(Article)
# 02. Data Ingestion & Indexing Pipeline

This notebook handles the ETL (Extract, Transform, Load) process for our Agentic RAG system.

**Steps:**
1.  **Load PDFs**: Read research papers from `data/papers`.
2.  **Preprocess**: Clean text and handle formatting artifacts.
3.  **Chunk**: Split text into semantic chunks suitable for retrieval.
4.  **Embed**: Convert chunks into vector embeddings.
5.  **Index**: Store embeddings in a local Vector Database (ChromaDB).

In [None]:
import os
import requests
from typing import List

from langchain_community.document_loaders import PyPDFLoader
from langchain_text_splitters import RecursiveCharacterTextSplitter
from langchain_huggingface import HuggingFaceEmbeddings
from langchain_chroma import Chroma
from langchain_core.documents import Document

# Configuration
DATA_DIR = "data/papers"
DB_DIR = "data/chroma_db"

(Prompt 1)
Answer these from the ingestion notebook:
(a) From which directory does the Load PDFs step read research papers?
(b) Which vector database stores the embeddings?
(c) What value is assigned to DB_DIR?
(Prompt 2) Render this sentence from the ingestion notebook in Spanish: "This notebook handles the ETL (Extract, Transform, Load) process for our Agentic RAG system."
(Prompt 3) Carry the ingestion notebook forward past its configuration lines, writing the code that would come next.

(Dataset excerpts)
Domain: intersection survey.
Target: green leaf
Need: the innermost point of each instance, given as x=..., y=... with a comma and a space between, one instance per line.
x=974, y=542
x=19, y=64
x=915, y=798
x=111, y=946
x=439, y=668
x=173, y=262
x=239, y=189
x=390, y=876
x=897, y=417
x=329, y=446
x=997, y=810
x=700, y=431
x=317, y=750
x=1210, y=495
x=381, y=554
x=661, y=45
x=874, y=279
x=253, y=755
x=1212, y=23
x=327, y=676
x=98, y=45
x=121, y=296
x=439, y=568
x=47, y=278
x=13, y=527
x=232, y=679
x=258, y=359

(Response 1)
(a) `data/papers`
(b) ChromaDB, a local vector database
(c) "data/chroma_db"

(Response 2) Este cuaderno gestiona el proceso ETL (extracción, transformación y carga) de nuestro sistema RAG agéntico.

(Response 3)
EMBEDDING_MODEL = "sentence-transformers/all-mpnet-base-v2"
CHUNK_SIZE = 1000
CHUNK_OVERLAP = 200

## 1. Helper: Download Sample Paper
If the directory is empty, let's download "Attention Is All You Need" as a test case.

In [None]:
def download_sample_paper():
    url = "https://arxiv.org/pdf/1706.03762.pdf"
    target_path = os.path.join(DATA_DIR, "1706.03762v5.pdf")
    
    if not os.path.exists(DATA_DIR):
        os.makedirs(DATA_DIR)
        
    if not os.listdir(DATA_DIR):
        print(f"Downloading sample paper to {target_path}...")
        response = requests.get(url)
        with open(target_path, 'wb') as f:
            f.write(response.content)
        print("Download complete.")
    else:
        print("Papers found in directory, skipping download.")

download_sample_paper()

## 2. Load Documents
We use `PyPDFLoader` to extract text from all PDF files.

In [None]:
def load_documents(directory: str) -> List[Document]:
    documents = []
    for filename in os.listdir(directory):
        if filename.endswith(".pdf"):
            file_path = os.path.join(directory, filename)
            print(f"Loading {filename}...")
            loader = PyPDFLoader(file_path)
            documents.extend(loader.load())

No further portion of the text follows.